## What the task asks
Rewrite the data below, replacing every "Target" with "Label" and leaving all other text unchanged.

## Data for this exercise
- - -
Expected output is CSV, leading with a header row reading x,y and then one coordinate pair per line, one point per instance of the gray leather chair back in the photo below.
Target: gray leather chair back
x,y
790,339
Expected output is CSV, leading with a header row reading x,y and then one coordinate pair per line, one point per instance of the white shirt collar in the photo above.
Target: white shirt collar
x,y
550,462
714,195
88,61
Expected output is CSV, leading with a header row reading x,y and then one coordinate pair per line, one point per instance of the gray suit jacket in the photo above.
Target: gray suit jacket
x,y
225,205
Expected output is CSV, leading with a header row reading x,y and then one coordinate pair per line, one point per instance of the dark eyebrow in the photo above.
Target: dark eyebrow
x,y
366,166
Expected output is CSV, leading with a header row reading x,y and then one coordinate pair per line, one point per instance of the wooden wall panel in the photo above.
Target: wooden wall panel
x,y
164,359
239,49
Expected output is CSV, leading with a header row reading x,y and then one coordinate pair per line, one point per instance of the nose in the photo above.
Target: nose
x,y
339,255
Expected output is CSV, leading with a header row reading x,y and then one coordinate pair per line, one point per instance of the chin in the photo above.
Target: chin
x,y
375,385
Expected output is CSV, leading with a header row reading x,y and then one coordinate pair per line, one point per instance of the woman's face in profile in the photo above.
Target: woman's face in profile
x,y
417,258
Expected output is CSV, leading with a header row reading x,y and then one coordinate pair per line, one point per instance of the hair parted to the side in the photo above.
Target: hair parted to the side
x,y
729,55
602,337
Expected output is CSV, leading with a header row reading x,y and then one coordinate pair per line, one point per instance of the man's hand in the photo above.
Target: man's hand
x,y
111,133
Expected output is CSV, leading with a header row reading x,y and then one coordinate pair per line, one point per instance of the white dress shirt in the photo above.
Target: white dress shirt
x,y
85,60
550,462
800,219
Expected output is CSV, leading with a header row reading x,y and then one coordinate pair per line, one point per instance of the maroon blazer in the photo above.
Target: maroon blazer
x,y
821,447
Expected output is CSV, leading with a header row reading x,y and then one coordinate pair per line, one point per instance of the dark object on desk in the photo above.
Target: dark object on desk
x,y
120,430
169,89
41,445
- - -
## Output of the task
Expected output is CSV, leading with a header row reading x,y and then one coordinate pair per line, one point per instance of the gray leather chair back in the photo below.
Label: gray leather chair back
x,y
790,339
Expected output is CSV, leading with a header row reading x,y and then one coordinate pair per line, one point per instance of the white shirt collar in the photo above.
Label: white shirt collar
x,y
550,462
714,195
88,61
Expected output is CSV, leading with a header row reading x,y and then one coordinate pair per line, one point per instance of the gray suit jacket in the photo above.
Label: gray suit jacket
x,y
225,205
Expected output is CSV, leading with a header row reading x,y and then one coordinate pair per line, one point per instance of the dark eyebrow in the photo above.
Label: dark eyebrow
x,y
366,166
Expected output is CSV, leading with a header row reading x,y and then one coordinate pair per line, one point per instance of the wooden wall panel in the photo above.
Label: wooden wall panel
x,y
164,359
239,49
Expected output is CSV, leading with a header row reading x,y and then one coordinate pair per line, one point per instance of the nose in the photo above.
Label: nose
x,y
339,255
Expected output is CSV, leading with a header row reading x,y and then one coordinate pair per line, one point per instance of the chin in the photo above.
Label: chin
x,y
375,385
Expected output is CSV, leading with a header row reading x,y and then one coordinate pair per line, one point per instance of the woman's face in profile in the photo above.
Label: woman's face in profile
x,y
417,258
Expected output is CSV, leading with a header row reading x,y and then one coordinate pair per line, one point per instance of the hair parted to the side in the photo above.
Label: hair parted to the side
x,y
729,55
602,337
Expected output is CSV, leading with a header row reading x,y and then one coordinate pair per line, one point per instance of the man's hand in the photo above.
Label: man's hand
x,y
111,133
Expected output is CSV, leading with a header row reading x,y and then one coordinate pair per line, one point per instance of the white dress shirt in the photo above.
Label: white dress shirt
x,y
85,60
550,462
800,219
Expected output is CSV, leading with a header row reading x,y and then one coordinate pair per line, one point per instance of the maroon blazer in the photo above.
Label: maroon blazer
x,y
821,447
Expected output is CSV, leading with a header row reading x,y and then one coordinate pair per line, one point per instance of the dark object on desk in the photo above.
Label: dark object on desk
x,y
120,430
169,89
41,445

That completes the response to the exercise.